TASK BRIEF:
What is needed is an exact copy of the listing, with no pictures in it.

================================

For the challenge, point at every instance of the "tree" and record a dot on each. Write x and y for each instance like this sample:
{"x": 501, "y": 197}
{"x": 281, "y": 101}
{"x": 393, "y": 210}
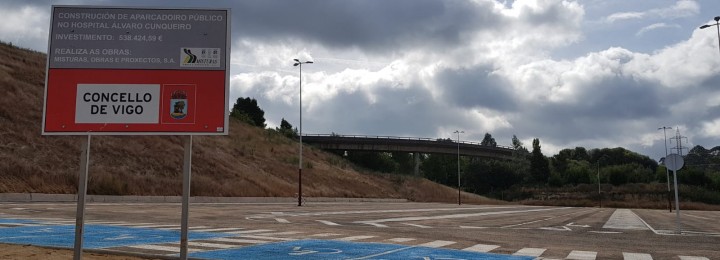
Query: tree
{"x": 247, "y": 110}
{"x": 287, "y": 130}
{"x": 539, "y": 165}
{"x": 488, "y": 140}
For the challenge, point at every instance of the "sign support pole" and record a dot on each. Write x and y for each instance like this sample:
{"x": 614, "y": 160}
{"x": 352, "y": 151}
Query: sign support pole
{"x": 187, "y": 164}
{"x": 82, "y": 190}
{"x": 677, "y": 205}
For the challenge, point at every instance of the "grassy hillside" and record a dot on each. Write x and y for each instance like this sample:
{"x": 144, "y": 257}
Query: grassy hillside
{"x": 248, "y": 162}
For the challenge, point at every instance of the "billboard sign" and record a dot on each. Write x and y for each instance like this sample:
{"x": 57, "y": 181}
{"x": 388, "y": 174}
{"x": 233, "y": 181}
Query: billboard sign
{"x": 137, "y": 71}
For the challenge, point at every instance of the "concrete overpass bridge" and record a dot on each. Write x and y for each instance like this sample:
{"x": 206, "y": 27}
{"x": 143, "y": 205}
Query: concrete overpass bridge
{"x": 416, "y": 146}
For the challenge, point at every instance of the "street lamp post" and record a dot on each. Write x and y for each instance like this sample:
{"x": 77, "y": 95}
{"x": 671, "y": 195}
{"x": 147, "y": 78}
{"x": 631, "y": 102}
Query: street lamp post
{"x": 300, "y": 63}
{"x": 599, "y": 192}
{"x": 459, "y": 132}
{"x": 667, "y": 172}
{"x": 717, "y": 25}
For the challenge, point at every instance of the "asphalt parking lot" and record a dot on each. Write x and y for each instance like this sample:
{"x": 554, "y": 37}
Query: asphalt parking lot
{"x": 547, "y": 232}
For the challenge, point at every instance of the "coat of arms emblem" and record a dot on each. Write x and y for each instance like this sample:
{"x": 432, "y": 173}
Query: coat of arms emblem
{"x": 178, "y": 104}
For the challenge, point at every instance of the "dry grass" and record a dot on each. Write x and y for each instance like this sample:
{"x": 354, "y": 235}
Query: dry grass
{"x": 248, "y": 162}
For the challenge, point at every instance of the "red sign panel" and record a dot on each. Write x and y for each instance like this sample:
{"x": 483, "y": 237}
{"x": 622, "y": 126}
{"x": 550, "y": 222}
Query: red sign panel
{"x": 137, "y": 72}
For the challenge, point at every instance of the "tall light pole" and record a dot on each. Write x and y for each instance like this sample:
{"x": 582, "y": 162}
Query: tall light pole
{"x": 667, "y": 172}
{"x": 599, "y": 192}
{"x": 300, "y": 63}
{"x": 459, "y": 132}
{"x": 717, "y": 25}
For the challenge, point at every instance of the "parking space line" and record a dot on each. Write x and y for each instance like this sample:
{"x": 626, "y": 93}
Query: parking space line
{"x": 354, "y": 238}
{"x": 529, "y": 251}
{"x": 481, "y": 248}
{"x": 401, "y": 239}
{"x": 437, "y": 243}
{"x": 329, "y": 223}
{"x": 636, "y": 256}
{"x": 250, "y": 231}
{"x": 582, "y": 255}
{"x": 240, "y": 240}
{"x": 682, "y": 257}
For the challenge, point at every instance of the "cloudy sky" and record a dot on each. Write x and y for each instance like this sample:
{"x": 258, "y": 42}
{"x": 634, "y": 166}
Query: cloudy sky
{"x": 591, "y": 73}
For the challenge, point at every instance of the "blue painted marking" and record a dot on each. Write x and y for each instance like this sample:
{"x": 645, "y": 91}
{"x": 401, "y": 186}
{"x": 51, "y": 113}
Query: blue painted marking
{"x": 17, "y": 221}
{"x": 327, "y": 249}
{"x": 95, "y": 236}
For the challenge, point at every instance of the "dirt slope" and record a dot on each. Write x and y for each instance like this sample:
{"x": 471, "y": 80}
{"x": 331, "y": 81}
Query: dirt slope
{"x": 248, "y": 162}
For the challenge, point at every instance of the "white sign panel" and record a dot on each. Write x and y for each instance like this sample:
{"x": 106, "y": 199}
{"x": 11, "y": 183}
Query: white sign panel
{"x": 117, "y": 103}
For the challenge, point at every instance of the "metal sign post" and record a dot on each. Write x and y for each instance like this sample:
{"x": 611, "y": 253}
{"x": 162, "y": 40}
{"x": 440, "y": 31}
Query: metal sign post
{"x": 82, "y": 190}
{"x": 675, "y": 162}
{"x": 187, "y": 164}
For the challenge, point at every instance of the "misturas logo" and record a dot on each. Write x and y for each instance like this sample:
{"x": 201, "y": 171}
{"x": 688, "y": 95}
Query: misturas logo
{"x": 200, "y": 57}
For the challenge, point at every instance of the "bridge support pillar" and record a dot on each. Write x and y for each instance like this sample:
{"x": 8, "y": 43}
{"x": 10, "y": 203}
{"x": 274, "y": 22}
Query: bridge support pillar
{"x": 417, "y": 163}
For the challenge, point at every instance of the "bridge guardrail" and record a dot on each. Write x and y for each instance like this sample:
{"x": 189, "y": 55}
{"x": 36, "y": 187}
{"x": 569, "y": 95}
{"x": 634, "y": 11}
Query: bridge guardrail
{"x": 403, "y": 138}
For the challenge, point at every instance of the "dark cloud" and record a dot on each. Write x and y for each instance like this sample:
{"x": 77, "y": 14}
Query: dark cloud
{"x": 476, "y": 87}
{"x": 372, "y": 25}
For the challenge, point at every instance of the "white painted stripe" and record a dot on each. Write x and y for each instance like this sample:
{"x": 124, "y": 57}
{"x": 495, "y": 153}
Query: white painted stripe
{"x": 451, "y": 216}
{"x": 582, "y": 255}
{"x": 325, "y": 235}
{"x": 189, "y": 228}
{"x": 605, "y": 232}
{"x": 636, "y": 256}
{"x": 437, "y": 243}
{"x": 481, "y": 248}
{"x": 691, "y": 215}
{"x": 105, "y": 222}
{"x": 250, "y": 231}
{"x": 278, "y": 233}
{"x": 401, "y": 239}
{"x": 529, "y": 251}
{"x": 625, "y": 219}
{"x": 353, "y": 238}
{"x": 682, "y": 257}
{"x": 375, "y": 224}
{"x": 218, "y": 229}
{"x": 416, "y": 225}
{"x": 157, "y": 226}
{"x": 269, "y": 238}
{"x": 240, "y": 240}
{"x": 169, "y": 249}
{"x": 329, "y": 223}
{"x": 473, "y": 227}
{"x": 209, "y": 245}
{"x": 133, "y": 224}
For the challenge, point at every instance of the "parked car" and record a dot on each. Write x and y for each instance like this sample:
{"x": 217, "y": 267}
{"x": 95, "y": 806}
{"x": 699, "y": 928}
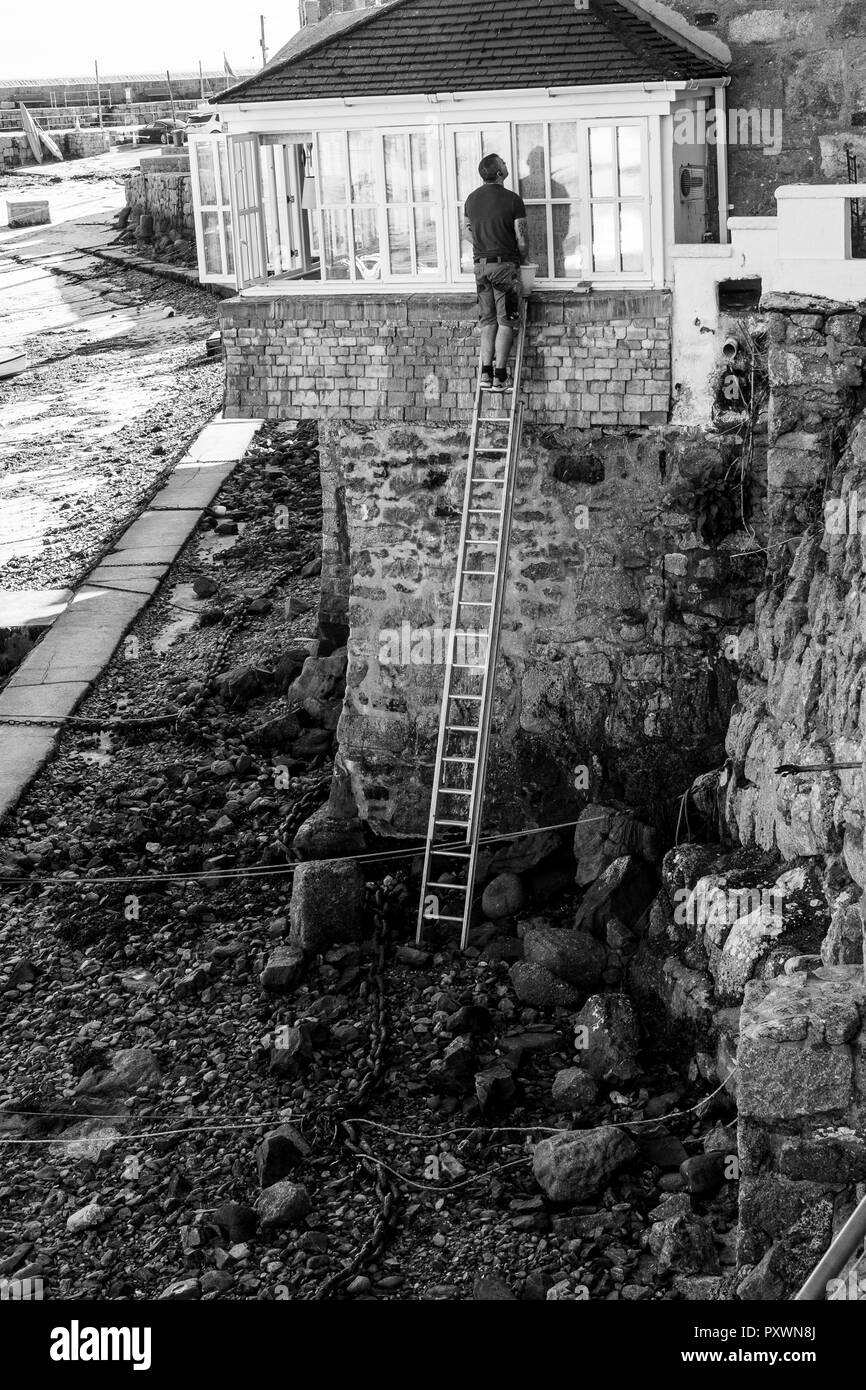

================================

COMPLETED TASK:
For the challenge, point at every instance of the "tree" and record a dot on each. Write x and y for each instance like this sample:
{"x": 501, "y": 197}
{"x": 281, "y": 101}
{"x": 393, "y": 210}
Query: tree
{"x": 247, "y": 110}
{"x": 287, "y": 130}
{"x": 539, "y": 165}
{"x": 488, "y": 140}
For the challenge, point at every instance of the "sign support pole" and record a dot on each. Write x and y for each instance like this sample:
{"x": 614, "y": 160}
{"x": 352, "y": 151}
Query: sign support pole
{"x": 187, "y": 164}
{"x": 82, "y": 190}
{"x": 677, "y": 205}
For the challenge, point at every instance of the "grassy hillside" and record a dot on each. Write x and y for each instance like this sample:
{"x": 144, "y": 257}
Query: grassy hillside
{"x": 248, "y": 162}
For the challenge, point at every instance of the "billboard sign" and record a dot on each. Write x and y for each instance like this sample:
{"x": 57, "y": 181}
{"x": 388, "y": 174}
{"x": 233, "y": 181}
Query: billboard sign
{"x": 137, "y": 71}
For the challenge, point at every instance of the "concrete overpass bridge" and record a dot on each. Write x and y for each instance like this sample:
{"x": 206, "y": 27}
{"x": 143, "y": 205}
Query: concrete overpass bridge
{"x": 416, "y": 146}
For the challenge, point at every instance of the "street lamp post" and record a dot on each. Write x and y for each instance like this sample:
{"x": 77, "y": 95}
{"x": 671, "y": 195}
{"x": 147, "y": 78}
{"x": 631, "y": 102}
Query: street lamp post
{"x": 300, "y": 63}
{"x": 599, "y": 192}
{"x": 459, "y": 132}
{"x": 667, "y": 172}
{"x": 717, "y": 25}
For the challenge, point at every instance of the "asphalt parking lot" and record a dot on each. Write x and y for each instance like this sample:
{"x": 554, "y": 37}
Query: asphalt parking lot
{"x": 547, "y": 232}
For the challenge, point at every instance of the "coat of arms emblem" and record a dot on each. Write x and y for each instance like this sample:
{"x": 432, "y": 173}
Query: coat of arms emblem
{"x": 178, "y": 104}
For the challenge, point at every instance of the "dry grass" and record a dot on each. Write x and y for each instance like this sample:
{"x": 354, "y": 235}
Query: dry grass
{"x": 248, "y": 162}
For the challenge, point at every instance of the "red sign panel" and record a dot on each. Write x and y for each instance like this sample:
{"x": 483, "y": 237}
{"x": 622, "y": 126}
{"x": 550, "y": 222}
Query: red sign panel
{"x": 137, "y": 72}
For the challenge, point at every instance of the "tall light pole" and record a dot on each. Write x and y for each instance like this sample:
{"x": 582, "y": 162}
Query: tall light pole
{"x": 667, "y": 172}
{"x": 599, "y": 192}
{"x": 300, "y": 63}
{"x": 459, "y": 132}
{"x": 717, "y": 25}
For the challenge, point at every instance of the "parking space line" and record a dot on each. Write x and y for each instance like this sample:
{"x": 626, "y": 93}
Query: parking space line
{"x": 354, "y": 238}
{"x": 529, "y": 251}
{"x": 481, "y": 248}
{"x": 401, "y": 239}
{"x": 437, "y": 243}
{"x": 329, "y": 223}
{"x": 636, "y": 256}
{"x": 250, "y": 231}
{"x": 582, "y": 255}
{"x": 240, "y": 240}
{"x": 682, "y": 257}
For the challenge, point at every instance of the "cloudy sky" and record a dot on each. Write x and y for each instance like this sample:
{"x": 258, "y": 42}
{"x": 634, "y": 166}
Query: cloudy sky
{"x": 591, "y": 73}
For the challenge, point at every instance of the "blue painted marking" and record a dot on each. Write x and y for each instance like this sample:
{"x": 645, "y": 91}
{"x": 401, "y": 186}
{"x": 51, "y": 113}
Query: blue painted marking
{"x": 17, "y": 221}
{"x": 327, "y": 249}
{"x": 95, "y": 236}
For the challenge, point at every instance of the "dirt slope" and record a dot on each. Write x and y for each instance like this sample:
{"x": 471, "y": 80}
{"x": 331, "y": 81}
Query: dirt slope
{"x": 248, "y": 162}
For the challenge, point at every instance of the "white sign panel" and record a dot on each. Write x and y for each instance like this sample:
{"x": 106, "y": 199}
{"x": 11, "y": 183}
Query: white sign panel
{"x": 117, "y": 103}
For the challenge, point at every instance of the "metal sign post" and record a dot on each. Write x and y for each instance like this sample:
{"x": 611, "y": 253}
{"x": 162, "y": 40}
{"x": 440, "y": 31}
Query: metal sign post
{"x": 82, "y": 190}
{"x": 675, "y": 162}
{"x": 187, "y": 164}
For the challenge, point at every instance of the "misturas logo" and record a dot on each. Write x and y for each instance like this sample:
{"x": 201, "y": 171}
{"x": 688, "y": 95}
Query: misturas logo
{"x": 200, "y": 57}
For the challenge, point at every instance of the "bridge support pillar" and record a dot on each. Write x and y for each instance like this sample:
{"x": 8, "y": 43}
{"x": 10, "y": 203}
{"x": 274, "y": 22}
Query: bridge support pillar
{"x": 417, "y": 163}
For the challenge, point at every instance of the "bridge guardrail" and record a dot on each. Write x and y for each instance like this sample:
{"x": 189, "y": 55}
{"x": 36, "y": 187}
{"x": 569, "y": 95}
{"x": 634, "y": 11}
Query: bridge guardrail
{"x": 403, "y": 138}
For the challenge, point at every instance of the "dark cloud" and record a dot on each. Write x and y for each instance like this sample:
{"x": 77, "y": 14}
Query: dark cloud
{"x": 476, "y": 87}
{"x": 372, "y": 25}
For the challenge, point at every instance of the "white painted stripe" and record a dot on each. Write x and y for each instance like this sample:
{"x": 124, "y": 57}
{"x": 495, "y": 153}
Query: white painted stripe
{"x": 451, "y": 216}
{"x": 582, "y": 255}
{"x": 325, "y": 235}
{"x": 189, "y": 228}
{"x": 605, "y": 232}
{"x": 636, "y": 256}
{"x": 437, "y": 243}
{"x": 481, "y": 248}
{"x": 691, "y": 215}
{"x": 105, "y": 222}
{"x": 250, "y": 231}
{"x": 278, "y": 233}
{"x": 401, "y": 239}
{"x": 529, "y": 251}
{"x": 625, "y": 219}
{"x": 353, "y": 238}
{"x": 682, "y": 257}
{"x": 375, "y": 224}
{"x": 218, "y": 229}
{"x": 416, "y": 225}
{"x": 157, "y": 226}
{"x": 269, "y": 238}
{"x": 240, "y": 240}
{"x": 169, "y": 249}
{"x": 329, "y": 223}
{"x": 473, "y": 227}
{"x": 209, "y": 245}
{"x": 133, "y": 224}
For the challenge, point at every instance of the "parked car" and record a dot on each. Write x and y for each instance like this sample:
{"x": 217, "y": 267}
{"x": 95, "y": 806}
{"x": 699, "y": 928}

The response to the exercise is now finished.